--- BEGIN Text shown ---
Spring Cloud Data Flow Server for Kubernetes

Eric Bottard, Florian Rosenberg, Sabby Anandan, Marius Bogoevici, Mark Fisher, Ilayaperumal Gopinathan, Gunnar Hillert, Mark Pollack, Patrick Peralta, Glenn Renfro, Thomas Risberg, Dave Syer, David Turanski, Janne Valkealahti

1.0.0.M2

Copies of this document may be made for your own use and for distribution to others, provided that you do not charge any fee for such copies and further provided that each copy contains this Copyright Notice, whether distributed in print or electronically.

Part I. Introduction

1. Introducing Spring Cloud Data Flow for Kubernetes

This project provides support for deploying Spring Cloud Dataflow Stream definitions to Kubernetes.

Part II. Spring Cloud Data Flow Overview

This section provides a brief overview of the Spring Cloud Data Flow reference documentation. Think of it as map for the rest of the document. You can read this reference guide in a linear fashion, or you can skip sections if something doesn’t interest you.

2. Introducing Spring Cloud Data Flow

A cloud native programming and operating model for composable data microservices on a structured platform. With Spring Cloud Data Flow, developers can create, orchestrate and refactor data pipelines through single programming model for common use cases such as data ingest, real-time analytics, and data import/export.

Spring Cloud Data Flow is the cloud native redesign of Spring XD – a project that aimed to simplify development of Big Data applications. The integration and batch modules from Spring XD are refactored into Spring Boot data microservices applications that are now autonomous deployment units – thus enabling them to take full advantage of platform capabilities "natively", and they can independently evolve in isolation.

Spring Cloud Data Flow defines best practices for distributed stream and batch microservice design patterns.

2.1 Features

Orchestrate applications across a variety of distributed runtime platforms including: Cloud Foundry, Apache YARN, Apache Mesos, and Kubernetes
Separate runtime dependencies backed by ‘spring profiles’
Consume stream and batch data-microservices as maven dependency
Develop using: DSL, Shell, REST-APIs, Admin-UI, and Flo
Take advantage of metrics, health checks and remote management of data-microservices
Scale stream and batch pipelines without interrupting data flows

3. Spring Cloud Data Flow Architecture

The architecture for Spring Cloud Data Flow is separated into a number of distinct components.
--- END Text shown ---
Please go on with the Spring Cloud Data Flow documentation, starting right after its last sentence about the architecture being separated into distinct components. The listing that follows is separate material and has no connection to the Spring Cloud Data Flow documentation.
--- BEGIN Entries supplied ---
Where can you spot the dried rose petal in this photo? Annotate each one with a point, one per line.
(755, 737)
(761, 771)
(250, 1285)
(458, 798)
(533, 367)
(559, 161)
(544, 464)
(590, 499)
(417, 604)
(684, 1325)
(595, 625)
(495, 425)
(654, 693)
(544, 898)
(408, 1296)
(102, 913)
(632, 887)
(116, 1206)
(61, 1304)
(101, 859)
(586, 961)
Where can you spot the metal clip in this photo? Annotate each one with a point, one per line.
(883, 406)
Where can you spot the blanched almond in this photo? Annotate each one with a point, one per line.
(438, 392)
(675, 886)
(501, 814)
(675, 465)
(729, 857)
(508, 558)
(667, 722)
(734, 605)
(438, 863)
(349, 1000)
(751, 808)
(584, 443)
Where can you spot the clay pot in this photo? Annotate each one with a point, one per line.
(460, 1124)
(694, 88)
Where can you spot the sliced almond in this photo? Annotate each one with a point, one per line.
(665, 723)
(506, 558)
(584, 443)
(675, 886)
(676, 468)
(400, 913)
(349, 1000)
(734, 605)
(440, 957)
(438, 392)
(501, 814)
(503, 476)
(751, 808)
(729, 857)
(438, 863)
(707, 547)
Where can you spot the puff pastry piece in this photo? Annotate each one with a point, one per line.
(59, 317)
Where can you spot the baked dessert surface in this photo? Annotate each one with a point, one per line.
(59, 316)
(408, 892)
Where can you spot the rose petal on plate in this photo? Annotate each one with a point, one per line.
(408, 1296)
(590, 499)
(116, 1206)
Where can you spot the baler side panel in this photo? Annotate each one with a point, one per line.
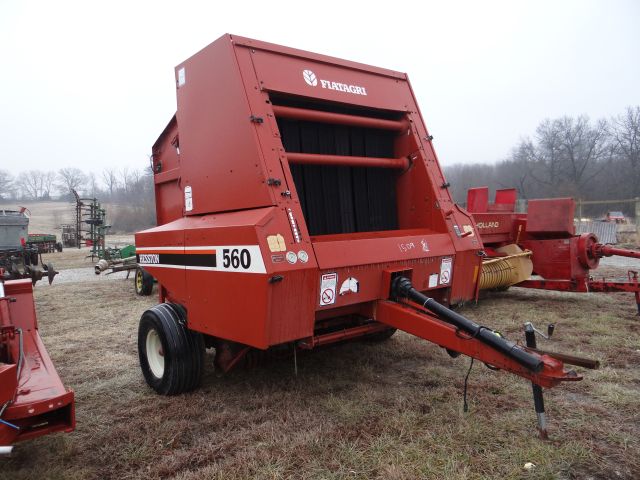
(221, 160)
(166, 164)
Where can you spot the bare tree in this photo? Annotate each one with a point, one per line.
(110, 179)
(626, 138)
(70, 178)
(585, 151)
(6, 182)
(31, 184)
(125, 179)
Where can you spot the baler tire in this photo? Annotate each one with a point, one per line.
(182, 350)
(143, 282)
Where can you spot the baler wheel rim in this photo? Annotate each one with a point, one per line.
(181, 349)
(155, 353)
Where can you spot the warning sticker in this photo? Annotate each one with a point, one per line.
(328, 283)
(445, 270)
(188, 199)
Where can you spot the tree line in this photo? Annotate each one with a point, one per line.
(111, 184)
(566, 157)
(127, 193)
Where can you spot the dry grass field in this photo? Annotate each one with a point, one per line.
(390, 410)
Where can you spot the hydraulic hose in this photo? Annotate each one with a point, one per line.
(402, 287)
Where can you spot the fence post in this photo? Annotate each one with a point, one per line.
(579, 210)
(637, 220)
--- END Entries supplied ---
--- BEGIN Entries supplied ---
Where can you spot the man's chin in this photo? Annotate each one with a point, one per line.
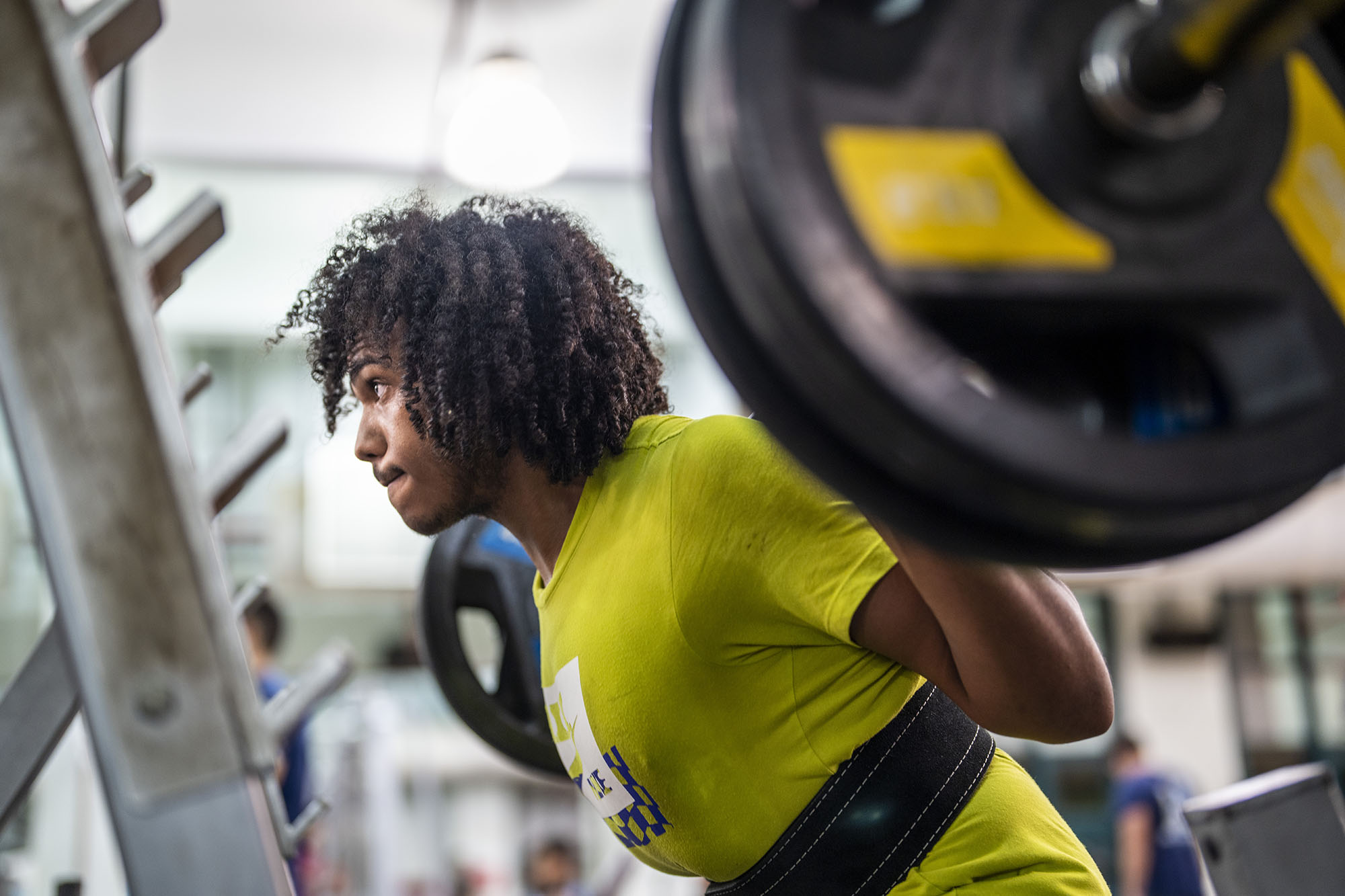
--- END Entries supplied ---
-- Final answer --
3.1 Components

The Core domain model includes the concept of a stream that is a composition of spring-cloud-stream apps in a linear pipeline from a source to a sink, optionally including processor apps in between. The domain also includes the concept of a task, which may be any process that does not run indefinitely, including Spring Batch jobs.

The App Registry maintains the set of available apps, and their mappings to a URI. For example, if relying on Maven coordinates, the URI would be of the format: maven://<groupId>:<artifactId>:<version>

The Data Flow Server Core provides the REST API and UI to be used in combination with an implementation of the Deployer SPI when creating a Data Flow Server for a given deployment environment.

The Shell connects to the Data Flow Server’s REST API and supports a DSL that simplifies the process of defining a stream and managing its lifecycle.

Several Data Flow Server implementations exist, covering a range of runtime environments:

Local (intended for development only)
Cloud Foundry
Apache Yarn
Apache Mesos
Kubernetes

As mentioned above, the Spring Cloud Data Flow Server implementations all rely upon corresponding implementations of the Spring Cloud Deployer SPI, which provides the abstraction layer for deploying the apps of a given stream or task. The following are links to the deployer SPI projects that correspond to the Data Flow Servers listed above:

Part III. Getting Started

4. Deploying Streams on Kubernetes

In this getting started guide, the Data Flow Server is run as a standalone application outside the Kubernetes cluster. A future version will allow the Data Flow Server itself to run on Kubernetes.

Deploy a Kubernetes cluster.
The Kubernetes Getting Started guide lets you choose among many deployment options so you can pick one that you are most comfortable using. We have successfully used the Vagrant option from a downloaded Kubernetes release.
Of note, the docker-compose-kubernetes is not among those options, but it was also used by the developers of this project to run a local Kubernetes cluster using Docker Compose.
The rest of this getting started guide assumes that you have a working Kubernetes cluster and a kubectl command line.
Create a Kafka service on the Kubernetes cluster.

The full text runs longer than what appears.